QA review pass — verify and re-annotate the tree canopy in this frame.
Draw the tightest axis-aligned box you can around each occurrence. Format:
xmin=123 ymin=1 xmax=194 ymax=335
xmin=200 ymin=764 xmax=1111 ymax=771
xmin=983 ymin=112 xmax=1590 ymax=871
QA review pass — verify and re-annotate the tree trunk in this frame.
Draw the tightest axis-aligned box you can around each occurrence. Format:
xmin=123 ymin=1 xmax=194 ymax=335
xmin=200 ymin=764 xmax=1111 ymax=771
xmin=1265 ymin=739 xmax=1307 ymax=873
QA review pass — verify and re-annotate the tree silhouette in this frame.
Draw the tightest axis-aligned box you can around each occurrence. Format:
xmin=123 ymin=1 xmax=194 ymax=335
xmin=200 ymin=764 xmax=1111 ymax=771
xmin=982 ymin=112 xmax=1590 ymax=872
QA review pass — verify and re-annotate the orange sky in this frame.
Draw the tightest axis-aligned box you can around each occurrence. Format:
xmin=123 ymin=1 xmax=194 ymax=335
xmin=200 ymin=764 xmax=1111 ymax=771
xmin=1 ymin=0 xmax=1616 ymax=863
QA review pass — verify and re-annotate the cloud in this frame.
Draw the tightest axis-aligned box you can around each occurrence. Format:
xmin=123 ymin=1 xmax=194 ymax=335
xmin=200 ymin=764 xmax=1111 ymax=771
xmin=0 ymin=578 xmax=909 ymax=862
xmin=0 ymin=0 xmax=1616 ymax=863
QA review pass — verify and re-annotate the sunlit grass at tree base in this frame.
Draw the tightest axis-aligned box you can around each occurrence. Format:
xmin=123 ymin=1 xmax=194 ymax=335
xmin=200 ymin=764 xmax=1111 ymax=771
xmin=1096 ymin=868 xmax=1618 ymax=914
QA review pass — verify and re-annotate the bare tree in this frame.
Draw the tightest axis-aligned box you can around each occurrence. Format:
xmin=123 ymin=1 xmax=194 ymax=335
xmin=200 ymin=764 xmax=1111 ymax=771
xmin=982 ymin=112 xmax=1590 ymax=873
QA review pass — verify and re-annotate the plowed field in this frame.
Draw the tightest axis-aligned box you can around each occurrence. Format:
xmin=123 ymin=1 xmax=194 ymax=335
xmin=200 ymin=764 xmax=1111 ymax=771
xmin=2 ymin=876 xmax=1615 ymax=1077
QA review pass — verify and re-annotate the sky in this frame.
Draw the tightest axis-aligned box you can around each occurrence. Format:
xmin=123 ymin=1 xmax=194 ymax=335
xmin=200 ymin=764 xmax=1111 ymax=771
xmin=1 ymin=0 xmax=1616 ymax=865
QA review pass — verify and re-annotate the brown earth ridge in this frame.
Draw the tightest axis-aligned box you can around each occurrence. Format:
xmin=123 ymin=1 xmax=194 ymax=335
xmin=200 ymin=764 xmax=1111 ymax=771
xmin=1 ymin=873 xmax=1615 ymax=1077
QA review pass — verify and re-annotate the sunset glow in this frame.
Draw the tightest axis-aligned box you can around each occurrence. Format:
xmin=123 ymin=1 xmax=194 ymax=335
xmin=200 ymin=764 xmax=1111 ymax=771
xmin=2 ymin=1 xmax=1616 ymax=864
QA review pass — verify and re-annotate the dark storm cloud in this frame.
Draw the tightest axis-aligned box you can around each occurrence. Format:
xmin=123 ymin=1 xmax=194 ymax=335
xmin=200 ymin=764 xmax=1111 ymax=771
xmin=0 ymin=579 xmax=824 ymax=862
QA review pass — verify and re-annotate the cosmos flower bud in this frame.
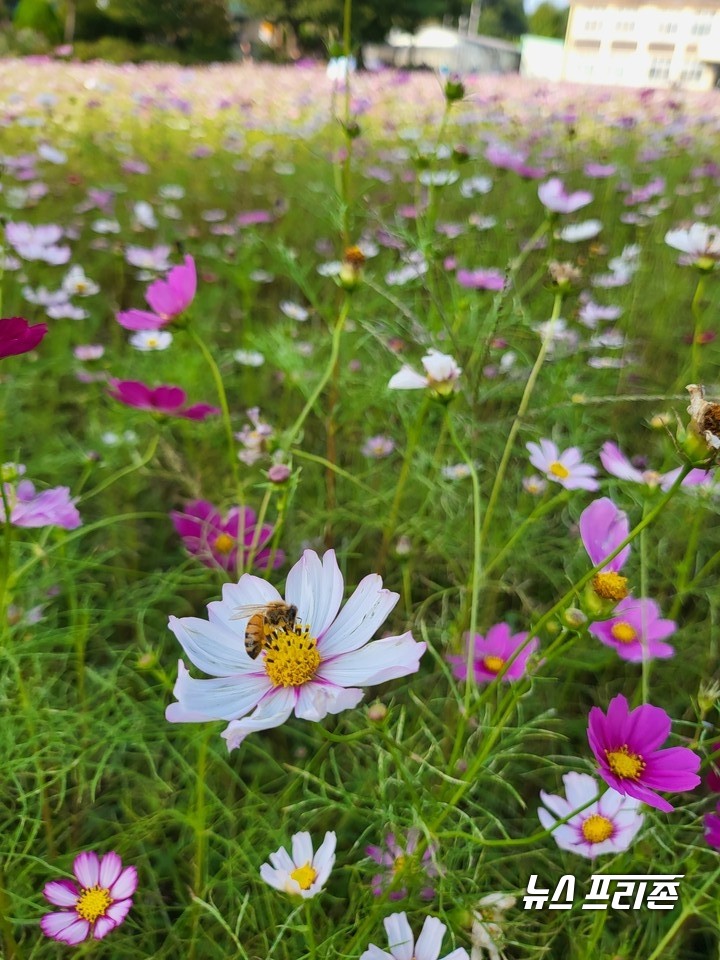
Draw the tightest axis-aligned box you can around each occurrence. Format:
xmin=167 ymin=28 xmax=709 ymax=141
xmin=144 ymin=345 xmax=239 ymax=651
xmin=268 ymin=463 xmax=291 ymax=484
xmin=698 ymin=679 xmax=720 ymax=716
xmin=444 ymin=75 xmax=465 ymax=103
xmin=339 ymin=245 xmax=365 ymax=291
xmin=343 ymin=120 xmax=361 ymax=140
xmin=563 ymin=607 xmax=587 ymax=629
xmin=367 ymin=702 xmax=388 ymax=722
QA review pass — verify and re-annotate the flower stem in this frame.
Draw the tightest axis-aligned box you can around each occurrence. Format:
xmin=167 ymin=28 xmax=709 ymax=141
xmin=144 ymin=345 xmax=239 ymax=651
xmin=690 ymin=272 xmax=707 ymax=383
xmin=303 ymin=899 xmax=317 ymax=960
xmin=481 ymin=290 xmax=563 ymax=550
xmin=376 ymin=395 xmax=430 ymax=574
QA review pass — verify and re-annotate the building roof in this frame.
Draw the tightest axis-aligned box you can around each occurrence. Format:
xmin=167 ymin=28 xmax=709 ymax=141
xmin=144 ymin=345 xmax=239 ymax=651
xmin=387 ymin=25 xmax=519 ymax=53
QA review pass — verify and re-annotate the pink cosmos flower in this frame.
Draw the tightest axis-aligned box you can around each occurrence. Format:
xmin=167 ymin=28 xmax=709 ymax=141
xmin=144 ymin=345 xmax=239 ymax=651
xmin=456 ymin=268 xmax=506 ymax=291
xmin=527 ymin=439 xmax=599 ymax=491
xmin=447 ymin=623 xmax=537 ymax=684
xmin=538 ymin=772 xmax=643 ymax=859
xmin=366 ymin=829 xmax=439 ymax=901
xmin=600 ymin=441 xmax=711 ymax=490
xmin=171 ymin=499 xmax=283 ymax=572
xmin=587 ymin=694 xmax=701 ymax=812
xmin=704 ymin=803 xmax=720 ymax=848
xmin=538 ymin=178 xmax=593 ymax=215
xmin=0 ymin=316 xmax=47 ymax=359
xmin=588 ymin=598 xmax=675 ymax=661
xmin=166 ymin=549 xmax=426 ymax=752
xmin=1 ymin=477 xmax=81 ymax=529
xmin=108 ymin=380 xmax=219 ymax=421
xmin=41 ymin=851 xmax=137 ymax=945
xmin=116 ymin=255 xmax=196 ymax=331
xmin=5 ymin=222 xmax=71 ymax=264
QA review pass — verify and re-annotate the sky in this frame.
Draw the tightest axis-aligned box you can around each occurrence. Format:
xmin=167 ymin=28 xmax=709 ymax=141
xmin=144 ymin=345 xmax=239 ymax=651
xmin=524 ymin=0 xmax=569 ymax=12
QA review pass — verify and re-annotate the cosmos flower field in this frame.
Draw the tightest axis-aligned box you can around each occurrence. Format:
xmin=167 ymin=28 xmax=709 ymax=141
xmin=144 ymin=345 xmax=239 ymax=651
xmin=3 ymin=54 xmax=720 ymax=958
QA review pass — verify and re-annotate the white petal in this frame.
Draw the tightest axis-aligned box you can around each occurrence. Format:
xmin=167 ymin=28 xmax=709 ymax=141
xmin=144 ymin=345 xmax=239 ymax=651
xmin=208 ymin=576 xmax=282 ymax=629
xmin=312 ymin=831 xmax=337 ymax=889
xmin=385 ymin=913 xmax=414 ymax=960
xmin=562 ymin=772 xmax=599 ymax=809
xmin=415 ymin=916 xmax=446 ymax=960
xmin=260 ymin=863 xmax=290 ymax=892
xmin=318 ymin=575 xmax=398 ymax=657
xmin=294 ymin=682 xmax=364 ymax=720
xmin=292 ymin=832 xmax=314 ymax=868
xmin=268 ymin=847 xmax=295 ymax=873
xmin=168 ymin=615 xmax=255 ymax=676
xmin=360 ymin=947 xmax=395 ymax=960
xmin=286 ymin=550 xmax=344 ymax=638
xmin=441 ymin=950 xmax=470 ymax=960
xmin=221 ymin=687 xmax=296 ymax=751
xmin=388 ymin=367 xmax=428 ymax=389
xmin=318 ymin=633 xmax=425 ymax=686
xmin=165 ymin=659 xmax=271 ymax=722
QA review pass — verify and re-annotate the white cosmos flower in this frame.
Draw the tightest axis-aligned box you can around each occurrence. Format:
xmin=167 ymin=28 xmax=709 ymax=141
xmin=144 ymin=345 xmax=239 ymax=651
xmin=280 ymin=300 xmax=309 ymax=322
xmin=418 ymin=170 xmax=460 ymax=187
xmin=665 ymin=222 xmax=720 ymax=264
xmin=361 ymin=912 xmax=469 ymax=960
xmin=558 ymin=220 xmax=603 ymax=243
xmin=260 ymin=831 xmax=336 ymax=899
xmin=133 ymin=201 xmax=158 ymax=230
xmin=129 ymin=330 xmax=173 ymax=351
xmin=388 ymin=349 xmax=462 ymax=396
xmin=234 ymin=349 xmax=265 ymax=367
xmin=62 ymin=265 xmax=99 ymax=297
xmin=166 ymin=549 xmax=425 ymax=752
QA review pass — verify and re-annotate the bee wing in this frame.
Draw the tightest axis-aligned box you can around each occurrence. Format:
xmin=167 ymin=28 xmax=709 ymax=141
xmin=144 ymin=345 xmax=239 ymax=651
xmin=230 ymin=603 xmax=267 ymax=621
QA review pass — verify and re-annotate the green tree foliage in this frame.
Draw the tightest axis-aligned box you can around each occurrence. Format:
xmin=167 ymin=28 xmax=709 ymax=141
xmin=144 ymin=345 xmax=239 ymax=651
xmin=102 ymin=0 xmax=233 ymax=60
xmin=13 ymin=0 xmax=62 ymax=42
xmin=527 ymin=1 xmax=569 ymax=38
xmin=475 ymin=0 xmax=527 ymax=39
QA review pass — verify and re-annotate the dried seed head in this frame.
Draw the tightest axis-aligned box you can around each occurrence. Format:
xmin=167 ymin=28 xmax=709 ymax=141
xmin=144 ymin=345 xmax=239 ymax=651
xmin=687 ymin=383 xmax=720 ymax=456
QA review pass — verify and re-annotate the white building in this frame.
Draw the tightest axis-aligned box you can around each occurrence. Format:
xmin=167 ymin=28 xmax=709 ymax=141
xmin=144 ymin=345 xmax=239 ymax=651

■ Exercise instructions
Determine the number of lines in the preceding data that contain the word "building". Reply with that number only.

■ Written solution
2